Scan the lines below for the string "pole". Reply with how many match, and no other words.

Supplied information Start Marker

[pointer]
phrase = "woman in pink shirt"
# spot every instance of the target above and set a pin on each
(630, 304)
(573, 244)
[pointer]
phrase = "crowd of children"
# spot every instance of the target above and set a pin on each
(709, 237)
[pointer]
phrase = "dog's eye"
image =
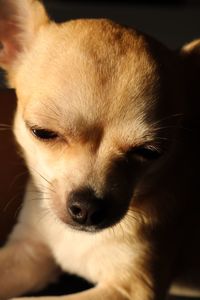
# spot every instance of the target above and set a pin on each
(147, 152)
(44, 134)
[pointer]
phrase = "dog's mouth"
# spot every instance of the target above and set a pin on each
(86, 212)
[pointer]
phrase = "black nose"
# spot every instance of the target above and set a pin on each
(85, 208)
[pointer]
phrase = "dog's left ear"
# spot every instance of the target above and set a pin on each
(19, 22)
(190, 57)
(190, 53)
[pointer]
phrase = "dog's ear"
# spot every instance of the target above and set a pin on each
(19, 22)
(190, 56)
(191, 53)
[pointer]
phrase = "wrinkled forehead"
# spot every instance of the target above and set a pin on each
(97, 71)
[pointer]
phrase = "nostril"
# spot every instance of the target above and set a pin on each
(75, 210)
(78, 213)
(97, 217)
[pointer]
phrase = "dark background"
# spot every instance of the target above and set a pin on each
(173, 22)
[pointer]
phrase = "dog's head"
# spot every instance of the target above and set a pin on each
(97, 108)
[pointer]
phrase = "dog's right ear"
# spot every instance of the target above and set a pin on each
(19, 22)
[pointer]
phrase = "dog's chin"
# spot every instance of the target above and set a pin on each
(96, 228)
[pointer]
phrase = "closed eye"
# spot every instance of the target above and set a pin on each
(44, 134)
(145, 152)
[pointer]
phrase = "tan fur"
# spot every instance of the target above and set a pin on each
(106, 90)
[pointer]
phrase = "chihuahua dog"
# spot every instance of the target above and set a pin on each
(102, 120)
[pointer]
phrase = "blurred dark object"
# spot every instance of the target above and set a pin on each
(12, 172)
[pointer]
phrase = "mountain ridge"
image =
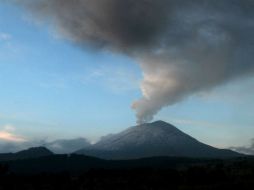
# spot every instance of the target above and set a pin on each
(153, 139)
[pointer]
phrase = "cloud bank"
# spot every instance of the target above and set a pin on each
(245, 149)
(183, 47)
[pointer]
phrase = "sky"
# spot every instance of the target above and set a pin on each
(52, 89)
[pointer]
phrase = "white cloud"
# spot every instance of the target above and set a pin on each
(116, 79)
(8, 134)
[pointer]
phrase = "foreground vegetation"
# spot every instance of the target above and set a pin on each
(233, 174)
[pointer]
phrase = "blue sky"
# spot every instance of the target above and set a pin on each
(52, 89)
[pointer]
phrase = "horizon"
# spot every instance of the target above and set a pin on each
(59, 85)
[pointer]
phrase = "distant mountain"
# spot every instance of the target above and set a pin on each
(64, 146)
(153, 139)
(81, 163)
(35, 152)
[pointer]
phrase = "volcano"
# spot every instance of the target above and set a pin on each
(152, 140)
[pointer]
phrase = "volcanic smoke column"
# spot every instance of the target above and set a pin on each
(182, 46)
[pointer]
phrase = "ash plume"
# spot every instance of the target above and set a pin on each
(182, 46)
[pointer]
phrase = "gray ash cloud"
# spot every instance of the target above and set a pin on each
(182, 46)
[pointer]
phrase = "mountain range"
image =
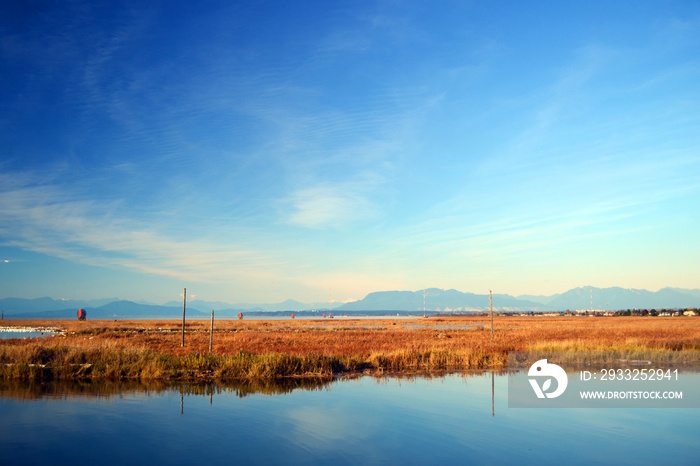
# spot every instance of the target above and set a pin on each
(436, 300)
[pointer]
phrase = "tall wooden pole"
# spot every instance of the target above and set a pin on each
(491, 308)
(184, 301)
(211, 334)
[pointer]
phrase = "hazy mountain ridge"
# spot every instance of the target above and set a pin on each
(436, 300)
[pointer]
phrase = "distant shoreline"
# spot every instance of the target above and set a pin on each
(319, 348)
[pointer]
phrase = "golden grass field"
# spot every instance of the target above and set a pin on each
(151, 349)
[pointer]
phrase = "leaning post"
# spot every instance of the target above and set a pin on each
(211, 334)
(184, 301)
(491, 308)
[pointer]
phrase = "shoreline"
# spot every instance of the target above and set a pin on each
(151, 350)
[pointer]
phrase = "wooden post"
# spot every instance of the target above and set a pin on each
(493, 413)
(211, 334)
(184, 301)
(491, 308)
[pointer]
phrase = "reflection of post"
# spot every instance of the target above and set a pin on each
(492, 392)
(211, 334)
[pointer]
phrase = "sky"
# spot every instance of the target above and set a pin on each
(272, 150)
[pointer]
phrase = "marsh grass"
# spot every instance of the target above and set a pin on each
(151, 350)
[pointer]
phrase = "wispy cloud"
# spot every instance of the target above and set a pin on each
(46, 219)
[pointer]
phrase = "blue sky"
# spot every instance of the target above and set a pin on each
(260, 151)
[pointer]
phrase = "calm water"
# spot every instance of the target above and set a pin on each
(362, 421)
(24, 332)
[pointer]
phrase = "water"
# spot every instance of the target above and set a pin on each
(25, 332)
(362, 421)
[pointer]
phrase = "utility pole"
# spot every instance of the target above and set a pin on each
(211, 334)
(184, 300)
(491, 308)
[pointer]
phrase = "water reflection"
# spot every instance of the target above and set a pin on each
(413, 420)
(33, 390)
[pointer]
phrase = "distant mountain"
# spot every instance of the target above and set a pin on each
(623, 298)
(437, 300)
(12, 306)
(542, 299)
(288, 305)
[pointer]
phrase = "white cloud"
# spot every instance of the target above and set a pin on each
(325, 207)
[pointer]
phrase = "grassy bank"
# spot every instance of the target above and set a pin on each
(151, 350)
(57, 360)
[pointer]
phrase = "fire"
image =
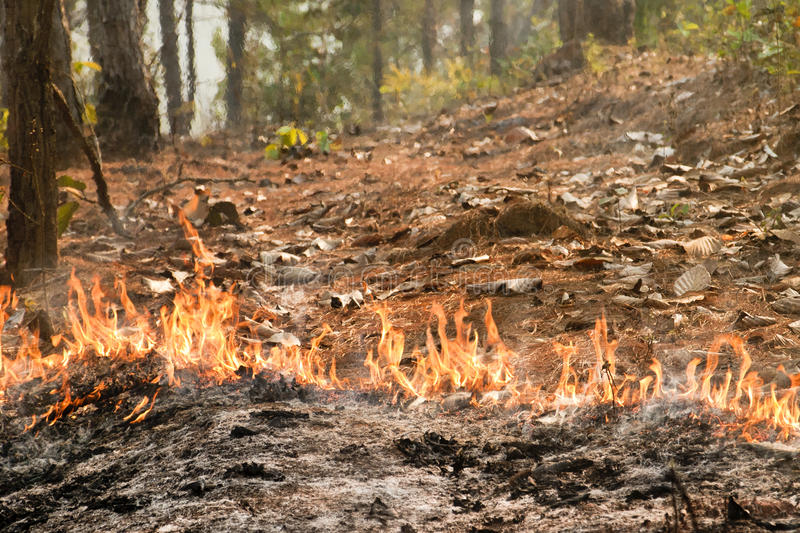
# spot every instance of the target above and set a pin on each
(457, 365)
(196, 338)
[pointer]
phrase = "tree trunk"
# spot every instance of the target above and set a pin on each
(31, 223)
(67, 149)
(428, 35)
(498, 40)
(233, 90)
(610, 21)
(172, 67)
(127, 106)
(465, 12)
(191, 65)
(377, 61)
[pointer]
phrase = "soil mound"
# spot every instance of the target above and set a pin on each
(519, 219)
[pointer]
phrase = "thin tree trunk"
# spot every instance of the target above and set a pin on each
(377, 61)
(571, 20)
(172, 67)
(67, 150)
(498, 40)
(610, 21)
(31, 224)
(3, 84)
(428, 35)
(191, 64)
(465, 12)
(233, 92)
(127, 106)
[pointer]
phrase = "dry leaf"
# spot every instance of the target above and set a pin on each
(702, 246)
(787, 306)
(694, 279)
(159, 286)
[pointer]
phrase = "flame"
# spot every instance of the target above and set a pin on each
(196, 338)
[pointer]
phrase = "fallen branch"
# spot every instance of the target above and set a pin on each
(93, 155)
(167, 186)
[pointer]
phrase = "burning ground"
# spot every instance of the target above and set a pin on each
(310, 364)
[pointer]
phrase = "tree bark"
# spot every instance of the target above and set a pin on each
(31, 224)
(428, 35)
(67, 150)
(127, 106)
(233, 91)
(465, 12)
(377, 61)
(191, 64)
(498, 40)
(172, 67)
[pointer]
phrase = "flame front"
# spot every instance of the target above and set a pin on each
(196, 337)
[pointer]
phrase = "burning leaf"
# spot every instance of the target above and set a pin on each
(506, 286)
(694, 279)
(284, 338)
(406, 286)
(469, 261)
(270, 258)
(180, 276)
(159, 286)
(702, 246)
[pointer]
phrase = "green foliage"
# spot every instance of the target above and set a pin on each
(419, 93)
(595, 55)
(67, 209)
(764, 33)
(64, 215)
(78, 66)
(289, 137)
(323, 142)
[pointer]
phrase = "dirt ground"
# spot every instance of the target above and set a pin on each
(664, 193)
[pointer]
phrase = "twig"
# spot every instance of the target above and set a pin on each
(93, 156)
(607, 369)
(9, 163)
(672, 476)
(167, 186)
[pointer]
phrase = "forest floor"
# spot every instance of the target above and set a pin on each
(606, 187)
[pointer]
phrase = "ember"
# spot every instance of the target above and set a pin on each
(197, 337)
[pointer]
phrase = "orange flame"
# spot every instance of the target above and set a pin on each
(196, 337)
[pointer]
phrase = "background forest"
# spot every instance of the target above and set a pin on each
(300, 67)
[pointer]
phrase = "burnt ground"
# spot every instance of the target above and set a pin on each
(606, 197)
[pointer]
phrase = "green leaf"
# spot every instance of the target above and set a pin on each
(69, 181)
(90, 113)
(271, 151)
(78, 66)
(323, 142)
(64, 215)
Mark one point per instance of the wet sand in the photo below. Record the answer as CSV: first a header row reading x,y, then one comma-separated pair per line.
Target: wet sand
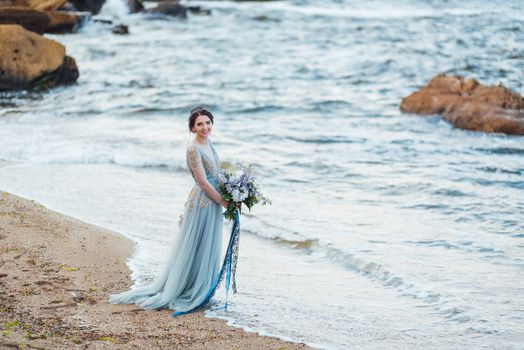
x,y
56,274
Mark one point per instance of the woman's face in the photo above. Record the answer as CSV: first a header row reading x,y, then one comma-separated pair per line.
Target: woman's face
x,y
202,126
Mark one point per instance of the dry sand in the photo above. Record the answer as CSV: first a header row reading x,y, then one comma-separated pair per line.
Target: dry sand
x,y
56,274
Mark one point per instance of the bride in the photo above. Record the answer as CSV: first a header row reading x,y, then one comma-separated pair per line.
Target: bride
x,y
190,276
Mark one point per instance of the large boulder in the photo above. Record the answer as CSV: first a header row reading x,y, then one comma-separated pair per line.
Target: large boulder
x,y
467,104
28,60
62,22
34,20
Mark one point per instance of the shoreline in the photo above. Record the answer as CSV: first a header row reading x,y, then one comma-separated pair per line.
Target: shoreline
x,y
56,273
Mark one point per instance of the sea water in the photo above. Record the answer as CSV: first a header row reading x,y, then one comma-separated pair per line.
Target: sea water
x,y
387,230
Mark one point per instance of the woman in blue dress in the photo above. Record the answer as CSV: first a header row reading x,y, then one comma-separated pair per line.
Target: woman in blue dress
x,y
192,270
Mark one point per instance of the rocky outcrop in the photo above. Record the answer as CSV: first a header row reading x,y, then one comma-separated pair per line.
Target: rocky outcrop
x,y
62,22
93,6
169,8
469,105
36,21
28,60
135,6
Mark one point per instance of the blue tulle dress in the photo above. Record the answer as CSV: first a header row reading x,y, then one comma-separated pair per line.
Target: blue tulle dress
x,y
192,270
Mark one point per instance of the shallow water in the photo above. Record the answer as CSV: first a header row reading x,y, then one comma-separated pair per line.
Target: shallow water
x,y
386,229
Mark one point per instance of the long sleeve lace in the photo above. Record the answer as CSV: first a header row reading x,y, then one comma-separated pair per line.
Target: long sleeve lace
x,y
194,160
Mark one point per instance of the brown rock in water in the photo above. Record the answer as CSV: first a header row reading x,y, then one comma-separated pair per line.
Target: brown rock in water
x,y
93,6
30,19
467,104
487,118
120,29
15,3
62,22
135,6
169,8
28,60
46,5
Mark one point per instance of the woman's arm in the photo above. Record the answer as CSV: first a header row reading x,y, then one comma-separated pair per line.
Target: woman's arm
x,y
194,159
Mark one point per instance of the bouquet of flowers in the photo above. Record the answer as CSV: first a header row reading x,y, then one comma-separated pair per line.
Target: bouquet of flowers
x,y
240,187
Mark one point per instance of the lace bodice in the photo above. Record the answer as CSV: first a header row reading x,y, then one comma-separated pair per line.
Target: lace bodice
x,y
202,167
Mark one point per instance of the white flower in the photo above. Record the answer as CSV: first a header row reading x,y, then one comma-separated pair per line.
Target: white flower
x,y
236,195
243,196
239,174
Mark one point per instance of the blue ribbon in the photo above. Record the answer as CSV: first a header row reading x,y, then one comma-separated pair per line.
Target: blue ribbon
x,y
228,269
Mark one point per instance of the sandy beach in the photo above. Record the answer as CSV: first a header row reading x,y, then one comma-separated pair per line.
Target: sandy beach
x,y
56,273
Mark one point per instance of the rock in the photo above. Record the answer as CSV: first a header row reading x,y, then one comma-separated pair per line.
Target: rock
x,y
487,118
93,6
46,5
467,104
28,60
14,3
62,22
68,7
198,10
120,29
169,8
135,6
30,19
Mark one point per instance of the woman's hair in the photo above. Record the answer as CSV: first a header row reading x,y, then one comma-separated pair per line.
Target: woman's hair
x,y
197,112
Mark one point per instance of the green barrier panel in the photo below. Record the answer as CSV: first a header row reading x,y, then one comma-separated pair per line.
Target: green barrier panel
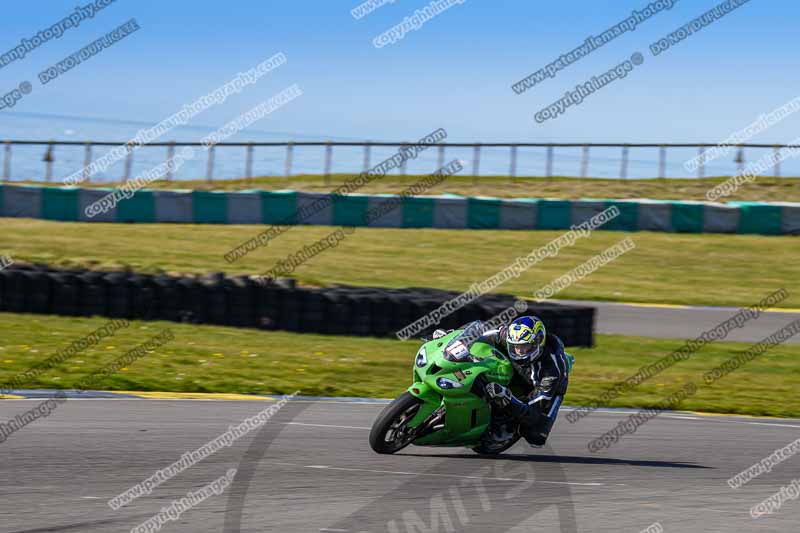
x,y
279,207
763,219
59,204
553,214
141,207
483,213
209,207
627,220
687,217
418,212
349,210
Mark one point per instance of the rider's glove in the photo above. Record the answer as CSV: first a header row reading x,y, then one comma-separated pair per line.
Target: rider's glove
x,y
498,392
441,333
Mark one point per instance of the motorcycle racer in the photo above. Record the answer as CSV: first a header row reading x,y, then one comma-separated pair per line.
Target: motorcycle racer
x,y
541,375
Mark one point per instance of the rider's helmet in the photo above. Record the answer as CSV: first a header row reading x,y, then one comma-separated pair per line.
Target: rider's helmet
x,y
525,339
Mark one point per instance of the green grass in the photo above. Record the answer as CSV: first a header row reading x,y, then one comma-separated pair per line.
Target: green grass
x,y
763,189
708,269
219,359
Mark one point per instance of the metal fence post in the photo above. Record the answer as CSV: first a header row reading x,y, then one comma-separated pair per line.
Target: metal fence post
x,y
401,170
87,160
740,161
623,171
128,163
170,156
366,156
476,161
48,159
584,160
210,166
248,166
287,166
701,167
7,162
328,162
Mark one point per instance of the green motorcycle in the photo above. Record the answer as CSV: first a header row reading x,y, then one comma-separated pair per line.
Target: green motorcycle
x,y
440,408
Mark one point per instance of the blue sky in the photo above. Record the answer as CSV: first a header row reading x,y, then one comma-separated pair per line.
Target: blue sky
x,y
454,72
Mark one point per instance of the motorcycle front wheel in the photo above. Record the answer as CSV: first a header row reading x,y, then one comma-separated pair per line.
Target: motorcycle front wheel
x,y
390,432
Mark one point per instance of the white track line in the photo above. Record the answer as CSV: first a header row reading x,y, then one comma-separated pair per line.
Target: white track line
x,y
323,425
325,467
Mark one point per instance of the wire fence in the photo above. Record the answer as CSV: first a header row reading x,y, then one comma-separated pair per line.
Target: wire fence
x,y
506,159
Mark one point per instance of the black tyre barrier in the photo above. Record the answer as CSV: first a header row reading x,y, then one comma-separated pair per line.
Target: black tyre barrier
x,y
242,302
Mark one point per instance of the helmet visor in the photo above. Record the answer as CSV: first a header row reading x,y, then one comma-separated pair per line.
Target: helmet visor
x,y
523,351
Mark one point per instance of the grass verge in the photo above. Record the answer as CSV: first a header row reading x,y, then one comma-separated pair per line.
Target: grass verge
x,y
707,269
219,359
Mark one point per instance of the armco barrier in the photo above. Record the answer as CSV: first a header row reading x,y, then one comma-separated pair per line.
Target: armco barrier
x,y
242,302
445,212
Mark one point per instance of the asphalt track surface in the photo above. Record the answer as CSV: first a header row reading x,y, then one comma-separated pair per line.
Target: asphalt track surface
x,y
682,322
310,469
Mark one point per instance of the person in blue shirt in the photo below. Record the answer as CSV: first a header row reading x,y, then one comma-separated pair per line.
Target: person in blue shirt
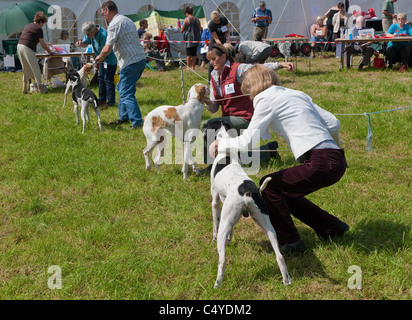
x,y
355,47
96,36
400,48
261,19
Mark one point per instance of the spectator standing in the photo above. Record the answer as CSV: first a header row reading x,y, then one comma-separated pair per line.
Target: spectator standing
x,y
191,32
26,50
219,32
261,18
143,26
329,25
340,20
97,36
123,39
318,33
151,50
205,38
400,48
388,14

Supplied information End Marker

* Result of the exercise
2